» Extracted data:
----------

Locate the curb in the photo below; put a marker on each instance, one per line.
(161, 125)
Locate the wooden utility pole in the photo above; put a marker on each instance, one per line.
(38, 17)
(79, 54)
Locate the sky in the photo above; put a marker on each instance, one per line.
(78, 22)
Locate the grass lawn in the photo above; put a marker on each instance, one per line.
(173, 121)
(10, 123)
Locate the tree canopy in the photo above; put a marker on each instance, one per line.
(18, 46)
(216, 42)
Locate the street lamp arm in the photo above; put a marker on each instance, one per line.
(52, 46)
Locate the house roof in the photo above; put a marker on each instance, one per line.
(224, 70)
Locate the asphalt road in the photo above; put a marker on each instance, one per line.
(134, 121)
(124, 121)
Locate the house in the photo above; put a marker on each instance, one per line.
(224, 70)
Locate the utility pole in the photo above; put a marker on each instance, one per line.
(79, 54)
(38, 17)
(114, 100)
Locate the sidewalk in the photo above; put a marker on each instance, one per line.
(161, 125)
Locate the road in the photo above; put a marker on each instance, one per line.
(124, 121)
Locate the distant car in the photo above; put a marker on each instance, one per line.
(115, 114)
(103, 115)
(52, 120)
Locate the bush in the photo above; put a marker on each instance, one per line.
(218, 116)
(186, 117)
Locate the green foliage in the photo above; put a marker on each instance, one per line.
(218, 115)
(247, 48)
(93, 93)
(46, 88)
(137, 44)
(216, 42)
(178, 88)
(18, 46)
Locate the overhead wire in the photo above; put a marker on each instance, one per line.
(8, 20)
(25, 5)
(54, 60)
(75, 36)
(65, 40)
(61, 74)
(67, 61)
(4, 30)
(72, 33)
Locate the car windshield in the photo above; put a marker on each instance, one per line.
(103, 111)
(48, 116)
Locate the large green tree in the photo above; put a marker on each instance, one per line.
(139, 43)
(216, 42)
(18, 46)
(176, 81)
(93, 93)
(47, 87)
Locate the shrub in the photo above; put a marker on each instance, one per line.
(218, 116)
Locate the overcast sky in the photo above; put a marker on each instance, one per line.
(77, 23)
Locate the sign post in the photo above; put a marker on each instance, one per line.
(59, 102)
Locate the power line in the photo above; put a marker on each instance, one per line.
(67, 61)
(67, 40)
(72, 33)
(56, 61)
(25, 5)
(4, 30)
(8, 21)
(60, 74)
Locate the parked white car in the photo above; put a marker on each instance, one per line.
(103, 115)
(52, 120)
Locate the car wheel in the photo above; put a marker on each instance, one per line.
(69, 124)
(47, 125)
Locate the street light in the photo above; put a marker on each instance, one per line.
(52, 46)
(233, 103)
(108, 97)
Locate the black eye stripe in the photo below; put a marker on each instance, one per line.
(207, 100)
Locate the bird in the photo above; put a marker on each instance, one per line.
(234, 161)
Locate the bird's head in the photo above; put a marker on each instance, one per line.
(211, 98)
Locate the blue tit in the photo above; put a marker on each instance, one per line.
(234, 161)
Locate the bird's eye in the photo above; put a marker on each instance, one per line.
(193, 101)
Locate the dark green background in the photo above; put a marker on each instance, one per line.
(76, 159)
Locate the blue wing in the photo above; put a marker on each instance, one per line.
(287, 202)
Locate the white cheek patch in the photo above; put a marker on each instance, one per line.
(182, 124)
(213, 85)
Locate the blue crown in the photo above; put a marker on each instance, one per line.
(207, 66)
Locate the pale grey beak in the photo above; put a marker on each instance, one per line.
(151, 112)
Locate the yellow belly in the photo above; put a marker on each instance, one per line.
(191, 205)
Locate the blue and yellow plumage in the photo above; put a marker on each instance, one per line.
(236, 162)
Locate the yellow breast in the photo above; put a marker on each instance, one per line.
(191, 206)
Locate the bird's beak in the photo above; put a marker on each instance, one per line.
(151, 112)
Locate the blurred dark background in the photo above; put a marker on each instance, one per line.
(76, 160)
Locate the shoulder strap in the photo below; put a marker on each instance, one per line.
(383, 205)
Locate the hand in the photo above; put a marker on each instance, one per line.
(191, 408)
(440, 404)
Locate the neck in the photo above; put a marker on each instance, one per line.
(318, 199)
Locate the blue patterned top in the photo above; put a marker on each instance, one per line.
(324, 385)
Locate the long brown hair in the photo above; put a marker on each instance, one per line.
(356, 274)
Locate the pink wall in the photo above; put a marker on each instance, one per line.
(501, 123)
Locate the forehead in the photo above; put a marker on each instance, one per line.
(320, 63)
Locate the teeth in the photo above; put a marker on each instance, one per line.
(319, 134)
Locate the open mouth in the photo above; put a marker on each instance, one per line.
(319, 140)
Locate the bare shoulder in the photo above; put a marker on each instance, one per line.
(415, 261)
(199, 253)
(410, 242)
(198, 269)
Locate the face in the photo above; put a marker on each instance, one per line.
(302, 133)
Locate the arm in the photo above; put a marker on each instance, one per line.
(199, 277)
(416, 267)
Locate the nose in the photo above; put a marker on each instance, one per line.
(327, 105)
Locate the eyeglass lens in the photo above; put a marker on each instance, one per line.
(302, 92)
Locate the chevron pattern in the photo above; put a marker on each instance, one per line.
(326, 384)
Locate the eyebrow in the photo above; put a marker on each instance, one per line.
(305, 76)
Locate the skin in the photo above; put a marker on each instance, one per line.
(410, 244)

----------

» The problem: Transcribe all of the rows above verbatim, keeping them in their original order.

» Finished task:
Locate the curb in the photo below; put a marker on each instance, one per line.
(161, 125)
Locate the wooden utility pole in the photo above; put a marker on each instance, one per line.
(38, 17)
(79, 54)
Locate the sky in the photo above; put a marker on each instance, one per line.
(78, 22)
Locate the grass lawn in the photo above; put a marker on each instance, one per line.
(173, 121)
(10, 123)
Locate the tree canopy in the photo above; put a marker on each instance, one per line.
(18, 46)
(216, 42)
Locate the street lamp arm in the photo above; put a marker on each instance, one per line.
(52, 46)
Locate the house roof in the photo above; put a marker on each instance, one per line.
(224, 70)
Locate the asphalt road in the photo above; put a marker on each instance, one per line.
(134, 121)
(124, 121)
Locate the house in the photo above; put a marker on each instance, one per line.
(224, 70)
Locate the utility pole in the photo above; put a marker on each instance, one per line.
(79, 54)
(38, 17)
(114, 100)
Locate the sidewalk in the photo above; put a marker on each instance, one per line.
(161, 125)
Locate the road in the photo above; put a marker on each instance, one per line.
(124, 121)
Locate the distant car in the photo above; put a marker on each instance, one per line.
(115, 114)
(103, 115)
(52, 120)
Locate the bush in the photo above; put a marker on each instance, one per line.
(218, 116)
(186, 117)
Locate the green foliage in the photo above; put a marker on each instance, one per line.
(218, 115)
(247, 48)
(93, 93)
(46, 88)
(137, 44)
(216, 42)
(178, 88)
(18, 46)
Locate the overhead wire in the photo above; put a marker on each instance, one per line.
(8, 20)
(25, 5)
(54, 60)
(75, 36)
(65, 40)
(61, 74)
(67, 61)
(4, 30)
(72, 33)
Locate the car windshield in the photo above; put a marker on each instance, one per line.
(103, 111)
(48, 116)
Locate the large green tree in the photo above; put a marker on each instance, one per line.
(139, 43)
(216, 42)
(18, 46)
(176, 81)
(93, 93)
(47, 87)
Locate the shrub in the photo above; put a marker on each instance, one per line.
(218, 116)
Locate the overcast sky in the photo above; put a marker on each instance, one per line.
(77, 23)
Locate the sign post in the photo above; put a marker on each instance, one per line.
(59, 102)
Locate the power line in the photo above; put a marker on each instance, one per line.
(67, 61)
(67, 40)
(72, 33)
(56, 61)
(25, 5)
(4, 30)
(8, 21)
(60, 74)
Locate the parked white car in the photo above; put a marker on each instance, one per line.
(103, 115)
(52, 120)
Locate the car wheel in the photo above; put a marker on each instance, one per line.
(69, 124)
(47, 125)
Locate the street light in the photo above; put a marker on each instance, one per line.
(52, 46)
(233, 103)
(108, 97)
Locate the black eye stripe in the photo below; put a marker on each instance, one per line.
(207, 100)
Locate the bird in the photo above; put a marker on each instance, one per line.
(234, 161)
Locate the bird's head in the photo above; put a marker on each instance, one per line.
(211, 98)
Locate the blue tit in the photo above; put a marker on each instance, one per line.
(234, 161)
Locate the bird's eye in the photo above; put a marker on each instance, one per line.
(193, 101)
Locate the dark green background in the photo above; put a marker on each instance, one per line.
(76, 159)
Locate the blue wing in the photo above; put a marker on each instance, one per line.
(287, 202)
Locate the white cheek patch in the photo above; put a marker on each instance, one per line.
(182, 124)
(213, 85)
Locate the blue crown in the photo above; put a marker on each instance, one per line.
(207, 66)
Locate the pale grey beak in the photo above; put a marker on each instance, one per line.
(151, 112)
Locate the yellow belly in the photo above; put a marker on each instance, one per line.
(191, 205)
Locate the blue and yellow plumage in the photo above; put a marker on each instance, one per line.
(236, 162)
Locate the yellow breast in the photo above; put a marker on each instance, one per line.
(191, 206)
Locate the bird's beak in the photo above; put a marker on each instance, one per line.
(151, 112)
Locate the blurred dark background in the photo above; put a marker on each instance, one per line.
(76, 160)
Locate the shoulder strap in the photo below; put a marker on each instance, one per line.
(383, 205)
Locate the hand in the photo above; put a marker on each instance, one per line.
(191, 408)
(440, 404)
Locate the neck in the photo above; put a marker on each instance, one per line.
(318, 199)
Locate the blue patterned top in the photo above; put a marker on each instance, one per line.
(324, 385)
Locate the long brown hair in the photo above; put a marker on each instance, one per line.
(356, 274)
Locate the pink wall in the photo above; put a marker on each instance, one per line.
(501, 123)
Locate the forehead in the photo above; put a marker on each instance, one per line.
(320, 63)
Locate the teeth in the photo above; put a marker on each instance, one per line.
(319, 134)
Locate the open mouth in the photo above; put a marker on each instance, one per line.
(319, 140)
Locate the bare shoulder in the photo above; put a marker on each instance, one per line.
(415, 261)
(199, 253)
(410, 242)
(198, 269)
Locate the face in the photo above; put a marker on each instance, one per line.
(302, 133)
Locate the arm in the photo above; put a marker on each instance, one per line.
(199, 277)
(416, 267)
Locate the nose in the photo above; put a marker on each instance, one per line.
(327, 105)
Locate the eyeglass lens in the photo above; put a marker on each instance, one per line.
(302, 92)
Locate the chevron pattern in the photo above; put a marker on each instance, one per line.
(326, 384)
Locate the eyebrow in the photo above; put a marker on each instance, one per line.
(305, 76)
Locate the skin in the photo above; put a marker on each instance, one per line.
(410, 244)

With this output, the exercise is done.